Text excerpt ▸
Daves Old Computers - Texas Instruments

In 1979, Texas Instruments introduced their first computer, the 99/4. In many ways, the 99/4 was ahead of its time. It was one of the very first 16 bit personal computers, and had capable graphics. It suffered however from the fact that its TMS-9900 processor was fairly unknown and difficult to work with (TI did not even offer an assembly language development package). Also, although it was a fast CPU, the BASIC interpreter was implemented using an interpreted virtual machine, meaning that TWO interpreters were involved in executing BASIC - this made the machine appear to be much slower than it was capable of running (machine code really flew!). Perhaps the worst problem of all was that the 99/4 used a cheap "chicklet" style keyboard, making it difficult to enter data.

Shortly afterward, TI released the 99/4A, a machine with updated ROM's and (most importantly) a nice keyboard. It was a powerful and capable machine, however still based on an unfamilier CPU, it did not fare as well as was hoped, and TI eventually withdrew from the personal computer business.

Written task 1 ▸
Edit the Texas Instruments text from "In 1979, Texas" down to "to enter data.", putting "low-cost" in place of "cheap".
Written task 2 ▸
In the Texas Instruments text, what processor did the 99/4 use?

Raw data ▸
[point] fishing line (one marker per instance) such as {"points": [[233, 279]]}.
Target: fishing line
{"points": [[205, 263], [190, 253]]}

Exercise result 1 ▸
In 1979, Texas Instruments introduced their first computer, the 99/4. In many ways, the 99/4 was ahead of its time. It was one of the very first 16 bit personal computers, and had capable graphics. It suffered however from the fact that its TMS-9900 processor was fairly unknown and difficult to work with (TI did not even offer an assembly language development package). Also, although it was a fast CPU, the BASIC interpreter was implemented using an interpreted virtual machine, meaning that TWO interpreters were involved in executing BASIC - this made the machine appear to be much slower than it was capable of running (machine code really flew!). Perhaps the worst problem of all was that the 99/4 used a low-cost "chicklet" style keyboard, making it difficult to enter data.

Exercise result 2 ▸
The TMS-9900.